◆ Text segment ◆
- Opening Delimiter -

Why Does Virginity Matter?

Does virginity really mean anything in our society any more? Let’s talk about it on Deeper Waters.

I have been on Unbelievable’s Facebook page in a debate about Tim McGrew vs. Peter Boghossian and saw another thread asking what the big deal is about virginity. The poster stated that he was on a bit of a “sex kick” (This is also translated as being a healthy male). This was a thread that I decided I should certainly play a part in.

Now to be sure, virginity is not to be valued for the sake of virginity itself. If one chooses to have a celibate lifestyle, one should choose that not because they value celibacy, but they should choose it because they value something else and are giving up sex throughout their lives for the sake of that something else. Celibacy should not be seen as a means to itself. It is sacrificing a good for what one thinks is an even greater good. One should also not practice chastity (Chastity being waiting until marriage instead of abstaining your whole life) for the sake of chastity. One practices chastity for a greater good.

For some, virginity is not that big a deal. Sex is just another biological activity. In fact, these think that you should sleep with the person you’re dating before you get married to them. After all, you need to make sure that you are sexually compatible. As you can imagine, I reject this view entirely.

Quite amusing also was to read that virginity is a way to control women.

Yes. Because if men wanted to control women, the best way they would do it would be to make sure that men had to wait until they married a woman until they could have sex with her. Because, hey, we all know that we men are notorious about setting up barriers to keep us from having sex.

Of course, no one would deny that sex is a biological function. It does fill a necessary gap in enabling the human species to reproduce. It also serves other purposes. One obvious purpose that we tend to think of immediately is pleasure. There is nothing like the joy that comes from the unity of the male and the female together in this way. While we can say we disagree with the sexual morality that we see on TV shows and movies today, we certainly can understand the pleasure aspect of it. If sex was not a lot of fun, there would not be so much of a drive to do it.

Sex also serves another role. It serves to unify and solidify the love between a husband and a wife. Let’s face it. If it wasn’t for sex, men would quite likely not get married and the human species would die out. A woman costs time, money, and effort. What benefit would the guy get for that? Well in sex we have an answer. Now does this mean a woman’s only good is sex? No. It just means that this is the initial draw between a man and a woman.

- Closing Delimiter -

◆ Data under study ◆
- Opening Delimiter -

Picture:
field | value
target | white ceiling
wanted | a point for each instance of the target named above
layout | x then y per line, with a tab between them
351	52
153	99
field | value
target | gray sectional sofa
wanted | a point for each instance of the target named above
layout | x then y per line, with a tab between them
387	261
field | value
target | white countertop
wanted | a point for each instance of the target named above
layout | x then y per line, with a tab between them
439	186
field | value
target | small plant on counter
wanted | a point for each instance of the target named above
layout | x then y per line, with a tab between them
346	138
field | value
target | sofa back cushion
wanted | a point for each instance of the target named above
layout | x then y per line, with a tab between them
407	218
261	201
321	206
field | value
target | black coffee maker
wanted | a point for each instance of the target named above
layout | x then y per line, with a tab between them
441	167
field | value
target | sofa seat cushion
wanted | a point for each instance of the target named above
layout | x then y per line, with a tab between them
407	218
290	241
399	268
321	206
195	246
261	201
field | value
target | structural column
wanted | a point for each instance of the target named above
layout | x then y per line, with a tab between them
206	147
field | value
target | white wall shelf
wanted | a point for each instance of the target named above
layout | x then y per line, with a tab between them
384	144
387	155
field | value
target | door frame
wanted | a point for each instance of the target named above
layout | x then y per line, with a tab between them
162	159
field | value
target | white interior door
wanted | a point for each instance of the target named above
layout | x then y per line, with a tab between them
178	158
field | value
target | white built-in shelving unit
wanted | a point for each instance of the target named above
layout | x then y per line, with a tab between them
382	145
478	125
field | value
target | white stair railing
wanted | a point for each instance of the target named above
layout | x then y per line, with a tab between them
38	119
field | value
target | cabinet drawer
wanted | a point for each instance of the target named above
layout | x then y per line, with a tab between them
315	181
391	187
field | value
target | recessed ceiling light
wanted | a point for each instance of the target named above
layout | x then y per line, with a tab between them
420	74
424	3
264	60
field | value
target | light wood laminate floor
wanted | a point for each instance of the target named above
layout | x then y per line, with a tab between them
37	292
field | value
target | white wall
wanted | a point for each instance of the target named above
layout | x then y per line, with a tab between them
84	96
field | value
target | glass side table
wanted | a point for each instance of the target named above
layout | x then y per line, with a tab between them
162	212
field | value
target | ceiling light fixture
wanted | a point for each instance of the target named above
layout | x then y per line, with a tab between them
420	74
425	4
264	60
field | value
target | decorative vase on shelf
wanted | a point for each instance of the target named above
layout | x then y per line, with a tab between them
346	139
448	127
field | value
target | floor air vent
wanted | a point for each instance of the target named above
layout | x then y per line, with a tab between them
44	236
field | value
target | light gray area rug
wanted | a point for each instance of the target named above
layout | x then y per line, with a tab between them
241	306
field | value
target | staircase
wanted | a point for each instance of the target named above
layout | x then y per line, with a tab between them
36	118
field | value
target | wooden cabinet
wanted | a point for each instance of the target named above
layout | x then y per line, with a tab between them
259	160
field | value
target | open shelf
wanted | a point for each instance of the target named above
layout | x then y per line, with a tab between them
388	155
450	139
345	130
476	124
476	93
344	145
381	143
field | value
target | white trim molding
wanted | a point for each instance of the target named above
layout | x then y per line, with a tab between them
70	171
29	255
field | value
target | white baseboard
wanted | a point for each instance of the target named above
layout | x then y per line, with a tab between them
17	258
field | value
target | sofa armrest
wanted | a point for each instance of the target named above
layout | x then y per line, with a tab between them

- Closing Delimiter -

◆ Things to do ◆
1/ In the essay on why virginity matters, how does the author define chastity?
2/ Resume the essay on why virginity matters, starting right after its final sentence.

◆ Answers ◆
1/ Chastity is waiting until marriage instead of abstaining your whole life.

2/
This draw in fact is to build up the love. When the man unites with the woman in this way, then he is put in a position where he will desire to please the woman because she has done so much to please him. The relationship builds more and more that way. The woman will also in turn grow to trust and to love the man. That will in turn lead to more sex which will in turn lead to more sex and the cycle grows and grows.

The reason that we guard the sexuality of ourselves is not because sex is dirty or sinful. May it never be! I’m a married man. Does anyone really think I’m going to say sex is sinful? Heck no! But it is because sex is something sacred. It is on its own terms something more powerful than any nuclear weapon. It is something that you’d better handle with care because if you go wrong with sex, the ramifications are deadly.

Sex is also the way a woman determines what she’s worth. Generally in a relationship, the woman makes the decision about when sex will be, although the man sure does try to let her know when he wants it. (Hint for women: Always.) So what is a woman worth? Is she worth dinner and a movie? Is she worth a week? Is she worth a month? Is she worth half a year? Engagement? Or is she worth a lifetime commitment? I have written about this elsewhere.

Now someone might say “Well would you buy a car without taking it for a test drive.” No, but here’s the point. People are not cars. The car will not care if you don’t like it and take it back to the lot. The car will not have hurt feelings. The car will not call up all of its friends and ask why it is that it was not found pleasing in your sight. People are not machines and they do not behave like cars.

When I think back to when I proposed to my wife, I can just imagine the reaction had I made a similar suggestion with her. “Well, I’d like to spend the rest of my life with you, but let’s have sex first and then I also plan on having sex with other women. After all, I want to make sure you’re the best fit for me. If you end up passing the test, then you and I can go on with marriage plans.”

She would have rightly rejected my proposal then and there and her parents would definitely make sure I never crossed her path again.

Now someone could ask that if you have zero experience, doesn’t that make things difficult possibly? Do you want to go to the honeymoon without experience?

But we all have to start doing things without experience. The first time you drive a car, you do not have experience. When you go to college for the first time, you do not have experience. When you become a parent for the first time, you may have experience with babysitting, but you do not have experience in directly taking care of your own children.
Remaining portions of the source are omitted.